SUPPLIED ENTRIES:
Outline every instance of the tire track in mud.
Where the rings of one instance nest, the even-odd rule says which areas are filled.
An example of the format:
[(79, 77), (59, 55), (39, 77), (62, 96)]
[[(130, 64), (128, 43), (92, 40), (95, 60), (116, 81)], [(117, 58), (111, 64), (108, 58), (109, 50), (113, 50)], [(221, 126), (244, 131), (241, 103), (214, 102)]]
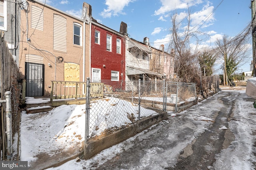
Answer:
[[(165, 169), (214, 169), (212, 165), (216, 161), (215, 154), (222, 149), (228, 147), (234, 139), (234, 136), (228, 127), (228, 122), (233, 116), (235, 99), (224, 97), (218, 100), (222, 103), (223, 106), (215, 113), (214, 123), (208, 130), (195, 139), (181, 152), (175, 167)], [(223, 126), (228, 129), (219, 129)]]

TASK GOAL: Copy the listing above line for line, without changing anything, but leave out the picture.

ANSWER TO THE EXERCISE:
Outline every instance of the tire track in mud.
Where the rings of one instance nest, the even-odd rule says which areas are filled.
An example of the format:
[(79, 77), (59, 55), (39, 77), (62, 96)]
[[(130, 64), (128, 43), (92, 40), (95, 60), (116, 81)], [(117, 58), (111, 64), (108, 58), (109, 50), (113, 50)], [(221, 126), (244, 131), (241, 103), (214, 102)]]
Answer:
[[(165, 169), (214, 169), (212, 165), (216, 161), (215, 154), (222, 149), (228, 147), (234, 139), (234, 136), (228, 127), (228, 122), (233, 116), (235, 99), (224, 97), (218, 100), (222, 103), (223, 106), (215, 113), (214, 123), (208, 130), (195, 139), (181, 152), (175, 167)], [(223, 126), (228, 129), (219, 129)]]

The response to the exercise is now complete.